▶ [WHAT NEEDS TO BE DONE]: Treat the line containing "Target: white dress" as the first line and the final line of the material below as the last; reproduce that range exactly.

▶ [PROVIDED DATA]:
-- -- --

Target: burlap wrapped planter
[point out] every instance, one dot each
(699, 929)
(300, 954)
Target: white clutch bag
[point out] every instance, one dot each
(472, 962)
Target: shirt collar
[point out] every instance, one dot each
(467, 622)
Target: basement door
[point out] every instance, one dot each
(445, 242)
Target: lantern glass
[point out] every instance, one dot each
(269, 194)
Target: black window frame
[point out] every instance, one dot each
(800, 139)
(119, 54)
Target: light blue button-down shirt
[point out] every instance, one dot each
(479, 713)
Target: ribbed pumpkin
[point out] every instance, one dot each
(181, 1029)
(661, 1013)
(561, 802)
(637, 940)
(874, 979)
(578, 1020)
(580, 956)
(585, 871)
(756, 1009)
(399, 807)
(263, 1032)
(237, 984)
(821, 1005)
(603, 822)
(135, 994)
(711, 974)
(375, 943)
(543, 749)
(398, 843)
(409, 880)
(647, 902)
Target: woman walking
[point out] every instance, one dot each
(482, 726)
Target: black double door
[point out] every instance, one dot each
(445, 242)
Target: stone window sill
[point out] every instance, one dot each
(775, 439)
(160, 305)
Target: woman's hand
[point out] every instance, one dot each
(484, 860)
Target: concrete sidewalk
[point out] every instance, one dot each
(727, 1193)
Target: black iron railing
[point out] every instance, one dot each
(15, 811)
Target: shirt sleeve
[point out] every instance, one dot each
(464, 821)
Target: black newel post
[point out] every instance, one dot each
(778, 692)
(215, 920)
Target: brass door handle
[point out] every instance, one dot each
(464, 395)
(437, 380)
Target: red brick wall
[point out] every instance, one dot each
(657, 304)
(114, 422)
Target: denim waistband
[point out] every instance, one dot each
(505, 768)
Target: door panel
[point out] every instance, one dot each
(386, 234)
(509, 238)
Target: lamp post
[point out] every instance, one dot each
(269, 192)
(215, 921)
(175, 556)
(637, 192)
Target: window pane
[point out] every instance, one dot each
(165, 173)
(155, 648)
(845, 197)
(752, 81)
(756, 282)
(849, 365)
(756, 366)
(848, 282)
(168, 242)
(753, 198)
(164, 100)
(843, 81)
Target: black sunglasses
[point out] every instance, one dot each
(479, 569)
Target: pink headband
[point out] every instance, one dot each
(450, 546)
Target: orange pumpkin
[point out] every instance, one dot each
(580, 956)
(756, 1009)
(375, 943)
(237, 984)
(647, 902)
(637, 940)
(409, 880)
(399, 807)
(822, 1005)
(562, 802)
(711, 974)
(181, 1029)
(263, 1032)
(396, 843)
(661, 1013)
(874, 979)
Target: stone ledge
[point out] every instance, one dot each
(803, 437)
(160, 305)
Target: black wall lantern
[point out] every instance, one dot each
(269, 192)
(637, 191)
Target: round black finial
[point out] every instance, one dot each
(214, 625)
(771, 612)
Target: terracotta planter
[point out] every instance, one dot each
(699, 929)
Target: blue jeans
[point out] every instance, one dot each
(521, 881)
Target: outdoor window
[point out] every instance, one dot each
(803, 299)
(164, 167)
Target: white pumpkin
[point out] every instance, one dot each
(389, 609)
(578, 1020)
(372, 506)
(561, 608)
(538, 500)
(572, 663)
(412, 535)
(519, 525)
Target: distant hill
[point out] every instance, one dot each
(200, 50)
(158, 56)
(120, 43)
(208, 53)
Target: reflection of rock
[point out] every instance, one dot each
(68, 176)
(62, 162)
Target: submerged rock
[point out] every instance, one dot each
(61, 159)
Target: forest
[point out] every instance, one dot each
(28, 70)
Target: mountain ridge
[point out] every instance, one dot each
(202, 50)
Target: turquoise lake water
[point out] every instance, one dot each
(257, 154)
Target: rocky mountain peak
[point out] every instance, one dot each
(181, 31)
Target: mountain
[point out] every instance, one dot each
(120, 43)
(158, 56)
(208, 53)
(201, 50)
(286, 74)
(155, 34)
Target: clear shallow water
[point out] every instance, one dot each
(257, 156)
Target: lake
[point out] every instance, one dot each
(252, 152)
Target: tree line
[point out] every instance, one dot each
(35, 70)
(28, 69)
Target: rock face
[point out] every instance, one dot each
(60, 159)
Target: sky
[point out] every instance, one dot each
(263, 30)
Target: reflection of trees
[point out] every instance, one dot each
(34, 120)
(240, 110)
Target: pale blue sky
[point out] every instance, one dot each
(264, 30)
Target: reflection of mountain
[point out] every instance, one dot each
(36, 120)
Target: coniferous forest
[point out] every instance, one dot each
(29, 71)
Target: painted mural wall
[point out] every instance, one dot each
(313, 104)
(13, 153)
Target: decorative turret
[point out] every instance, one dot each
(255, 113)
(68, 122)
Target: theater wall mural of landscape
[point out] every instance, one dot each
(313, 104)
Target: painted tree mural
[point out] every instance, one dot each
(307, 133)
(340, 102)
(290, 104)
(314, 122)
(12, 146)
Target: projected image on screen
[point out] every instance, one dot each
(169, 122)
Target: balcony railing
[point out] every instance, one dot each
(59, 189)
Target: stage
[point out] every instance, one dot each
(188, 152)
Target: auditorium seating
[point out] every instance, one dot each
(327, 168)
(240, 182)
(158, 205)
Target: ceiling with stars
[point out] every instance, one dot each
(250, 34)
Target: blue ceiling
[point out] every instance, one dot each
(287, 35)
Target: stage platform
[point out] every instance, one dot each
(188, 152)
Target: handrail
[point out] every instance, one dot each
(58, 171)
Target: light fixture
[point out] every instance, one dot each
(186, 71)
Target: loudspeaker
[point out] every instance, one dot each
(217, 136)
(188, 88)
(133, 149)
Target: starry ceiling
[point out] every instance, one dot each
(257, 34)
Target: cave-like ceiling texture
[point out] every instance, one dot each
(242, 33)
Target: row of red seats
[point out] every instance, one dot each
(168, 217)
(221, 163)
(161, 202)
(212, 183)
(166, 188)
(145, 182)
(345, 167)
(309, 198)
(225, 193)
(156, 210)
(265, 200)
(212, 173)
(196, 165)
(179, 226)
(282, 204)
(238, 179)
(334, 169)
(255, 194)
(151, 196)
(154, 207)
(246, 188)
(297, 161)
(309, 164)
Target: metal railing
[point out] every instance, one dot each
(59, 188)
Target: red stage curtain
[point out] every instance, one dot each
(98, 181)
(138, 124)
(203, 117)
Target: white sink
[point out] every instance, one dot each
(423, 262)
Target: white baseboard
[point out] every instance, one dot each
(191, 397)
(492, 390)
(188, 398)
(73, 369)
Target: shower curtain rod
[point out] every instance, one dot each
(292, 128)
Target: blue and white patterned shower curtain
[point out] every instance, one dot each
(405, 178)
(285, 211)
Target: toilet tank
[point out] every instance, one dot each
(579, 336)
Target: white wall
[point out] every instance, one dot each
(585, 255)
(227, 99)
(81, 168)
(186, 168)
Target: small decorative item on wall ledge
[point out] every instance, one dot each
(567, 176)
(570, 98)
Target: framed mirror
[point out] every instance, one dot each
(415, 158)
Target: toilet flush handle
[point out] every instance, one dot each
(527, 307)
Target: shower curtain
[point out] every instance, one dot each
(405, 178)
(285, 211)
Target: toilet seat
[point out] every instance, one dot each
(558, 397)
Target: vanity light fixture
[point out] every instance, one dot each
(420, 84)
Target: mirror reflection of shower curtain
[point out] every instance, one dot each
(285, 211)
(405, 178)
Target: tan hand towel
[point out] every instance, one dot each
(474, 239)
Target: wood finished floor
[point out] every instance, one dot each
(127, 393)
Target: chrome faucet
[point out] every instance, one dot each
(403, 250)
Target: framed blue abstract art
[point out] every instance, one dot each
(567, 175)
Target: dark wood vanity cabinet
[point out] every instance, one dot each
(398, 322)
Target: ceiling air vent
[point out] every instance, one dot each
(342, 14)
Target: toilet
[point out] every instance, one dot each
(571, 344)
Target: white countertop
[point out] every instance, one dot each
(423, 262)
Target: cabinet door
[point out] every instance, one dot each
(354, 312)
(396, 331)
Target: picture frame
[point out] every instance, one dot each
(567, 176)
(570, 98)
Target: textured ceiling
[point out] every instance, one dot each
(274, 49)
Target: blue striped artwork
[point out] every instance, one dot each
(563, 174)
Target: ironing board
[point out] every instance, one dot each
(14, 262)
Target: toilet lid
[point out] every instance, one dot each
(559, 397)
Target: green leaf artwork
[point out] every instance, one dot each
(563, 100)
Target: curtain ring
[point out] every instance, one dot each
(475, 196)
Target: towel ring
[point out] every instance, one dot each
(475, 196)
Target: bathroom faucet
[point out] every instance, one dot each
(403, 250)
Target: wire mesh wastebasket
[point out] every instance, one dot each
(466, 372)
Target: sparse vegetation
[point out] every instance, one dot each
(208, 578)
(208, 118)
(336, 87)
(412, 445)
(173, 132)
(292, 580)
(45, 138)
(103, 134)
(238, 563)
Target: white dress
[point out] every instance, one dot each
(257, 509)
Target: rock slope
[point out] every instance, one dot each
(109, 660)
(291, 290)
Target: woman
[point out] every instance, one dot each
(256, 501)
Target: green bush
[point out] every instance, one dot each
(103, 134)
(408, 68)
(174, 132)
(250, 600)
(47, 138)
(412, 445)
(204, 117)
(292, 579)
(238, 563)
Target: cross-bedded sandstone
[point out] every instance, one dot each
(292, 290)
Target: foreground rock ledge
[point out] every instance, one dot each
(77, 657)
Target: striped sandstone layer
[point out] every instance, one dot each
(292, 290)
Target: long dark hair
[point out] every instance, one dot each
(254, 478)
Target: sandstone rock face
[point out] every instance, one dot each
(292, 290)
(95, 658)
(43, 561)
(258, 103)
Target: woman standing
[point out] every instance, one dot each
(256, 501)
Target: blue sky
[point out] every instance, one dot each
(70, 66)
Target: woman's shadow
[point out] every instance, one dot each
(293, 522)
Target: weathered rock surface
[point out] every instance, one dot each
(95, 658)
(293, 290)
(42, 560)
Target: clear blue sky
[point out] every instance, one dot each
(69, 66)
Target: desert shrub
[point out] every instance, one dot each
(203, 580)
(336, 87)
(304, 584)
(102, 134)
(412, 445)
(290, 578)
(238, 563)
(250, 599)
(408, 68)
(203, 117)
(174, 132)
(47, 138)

-- -- --

▶ [RESULT FOR THIS EXERCISE]:
Target: white dress
[point out] every instance, one dot each
(257, 509)
Target: rock slope
[point out] every instance, one dot each
(109, 660)
(291, 290)
Target: woman
[point out] every instance, one dot each
(256, 501)
Target: green bush
[point out] every instance, one dot each
(103, 134)
(408, 68)
(174, 132)
(250, 600)
(47, 138)
(412, 445)
(204, 117)
(292, 579)
(238, 563)
Target: cross-bedded sandstone
[point out] every instance, one dot each
(292, 290)
Target: foreground rock ledge
[point out] every instance, one dot each
(77, 657)
Target: striped sandstone layer
[point out] every instance, one dot each
(292, 290)
Target: long dark hair
[point out] every instance, one dot each
(254, 478)
Target: sandstone rock face
[point out] every instance, one dot each
(292, 290)
(95, 658)
(43, 561)
(258, 103)
Target: woman standing
[point out] every instance, one dot each
(256, 501)
Target: blue sky
[point out] every instance, one dot each
(70, 66)
Target: woman's shadow
[point out] every instance, one dot each
(293, 522)
Target: weathered rock surface
[point out] every instance, one dot each
(95, 658)
(293, 290)
(42, 560)
Target: clear blue sky
[point out] every instance, one dot each
(69, 66)
Target: desert shrub
[point out] every instance, one dot each
(203, 580)
(336, 87)
(304, 584)
(102, 134)
(412, 445)
(290, 578)
(238, 563)
(250, 599)
(408, 68)
(203, 117)
(174, 132)
(47, 138)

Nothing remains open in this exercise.